Please quote the material exactly, every line of it.

-------- RAW RECORDS --------

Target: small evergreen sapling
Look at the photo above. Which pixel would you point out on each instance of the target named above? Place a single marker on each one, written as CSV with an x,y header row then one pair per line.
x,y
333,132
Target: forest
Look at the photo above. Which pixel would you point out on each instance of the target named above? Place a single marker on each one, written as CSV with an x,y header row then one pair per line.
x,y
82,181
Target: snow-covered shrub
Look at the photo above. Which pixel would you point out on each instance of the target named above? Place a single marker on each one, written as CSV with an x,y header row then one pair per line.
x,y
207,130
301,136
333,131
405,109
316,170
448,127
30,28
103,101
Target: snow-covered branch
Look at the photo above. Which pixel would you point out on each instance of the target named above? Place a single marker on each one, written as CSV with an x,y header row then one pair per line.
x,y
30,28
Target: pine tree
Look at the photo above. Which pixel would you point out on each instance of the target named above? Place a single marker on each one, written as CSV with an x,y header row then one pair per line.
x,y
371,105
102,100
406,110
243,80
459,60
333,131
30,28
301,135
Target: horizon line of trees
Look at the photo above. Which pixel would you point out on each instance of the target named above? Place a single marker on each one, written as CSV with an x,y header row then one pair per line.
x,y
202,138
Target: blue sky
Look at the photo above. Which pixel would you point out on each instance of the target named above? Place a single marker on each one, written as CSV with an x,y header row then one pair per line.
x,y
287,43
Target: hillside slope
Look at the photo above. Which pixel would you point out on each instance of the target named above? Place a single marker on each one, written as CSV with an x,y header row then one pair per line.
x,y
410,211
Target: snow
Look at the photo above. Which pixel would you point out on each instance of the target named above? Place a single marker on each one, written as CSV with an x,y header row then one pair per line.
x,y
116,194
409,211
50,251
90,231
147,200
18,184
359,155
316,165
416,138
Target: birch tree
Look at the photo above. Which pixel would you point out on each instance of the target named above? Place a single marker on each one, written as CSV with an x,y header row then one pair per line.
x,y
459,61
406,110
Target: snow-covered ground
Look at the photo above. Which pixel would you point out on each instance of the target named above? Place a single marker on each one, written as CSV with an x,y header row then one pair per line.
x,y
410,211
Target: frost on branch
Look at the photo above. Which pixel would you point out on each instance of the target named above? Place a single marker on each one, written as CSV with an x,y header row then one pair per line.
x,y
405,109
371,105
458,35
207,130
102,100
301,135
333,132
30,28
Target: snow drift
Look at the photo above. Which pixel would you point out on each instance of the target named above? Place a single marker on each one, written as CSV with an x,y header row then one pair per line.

--------

RESULT FOR THIS TASK:
Target: small evergreen sapling
Look at the photo above. Which pixel would you point out on each instance of the target named above? Place a single marker on each one, written as CSV with an x,y header row then one pair per line.
x,y
333,132
Target: forest
Look at the photo above. Which pixel would you point out on each instance of the target named above? Place a single marker on each one, written as CSV with an x,y header row then one pair per line.
x,y
82,181
Target: snow-covered shrub
Look at the photo above. Which pixel would you point out on each instance of the target named above? Place a single marker on each one, written as CSV with an x,y header row then one pair per line.
x,y
207,130
301,136
333,131
405,109
316,170
448,127
30,28
103,101
Target: snow-covered branch
Look at the photo above. Which pixel would you point out on each instance of the target named above? Place a single marker on each one, written as CSV with an x,y header row then one pair per line.
x,y
30,28
Target: pine tree
Look at the photo above. Which pixel would you point out on each instance of the target named above? Place a single marker on each one, written as CSV with an x,y header row then one pair per line.
x,y
371,105
102,100
406,110
243,80
459,60
333,131
30,28
301,135
Target: horizon line of trees
Look at the photo above. Which pixel would you point out on each instance of the target named above? Place a single marker on each one, written as CSV with an x,y header row then one pair per line.
x,y
202,138
Target: blue sky
Look at the photo above. Which pixel would you point out on each instance of the target named above? Place a single marker on each one, written as CSV with an x,y header row then one pair per line.
x,y
287,43
Target: hillside slope
Look at the photo above. Which pixel would you point out on each instance of the target named above? Place a single marker on each one, written as CSV with an x,y header row then one pair per line.
x,y
410,211
Target: snow
Look at the photo above. Which pixel would you point out on each instance of the target named above? Place a single marker on each one, written as CSV with an x,y header row then one pair per line.
x,y
116,194
409,211
50,251
90,231
147,200
18,184
359,155
316,165
416,138
Target: birch tree
Look at the photo above. Which pixel would you point out on each instance of the target named above? Place a single marker on each one, written as CSV with an x,y header row then one pair per line.
x,y
459,61
406,110
Target: snow-covered ground
Look at the photo above. Which pixel would you point out on each instance of the target named above? Place a single marker on each one, written as CSV with an x,y header row then one pair per line.
x,y
410,211
Target: frost on branch
Look at the photo above. Which pixel would you point out on each instance of the target named above? Place a single marker on each one, written as CSV with an x,y header row then one pair per line.
x,y
405,109
371,105
458,35
207,130
102,100
301,135
333,132
30,28
Target: snow drift
Look at the photo above. Which pixel would you point out on each instance of the target named above? Place a single marker on each one, written as CSV with an x,y header row then one pair per line.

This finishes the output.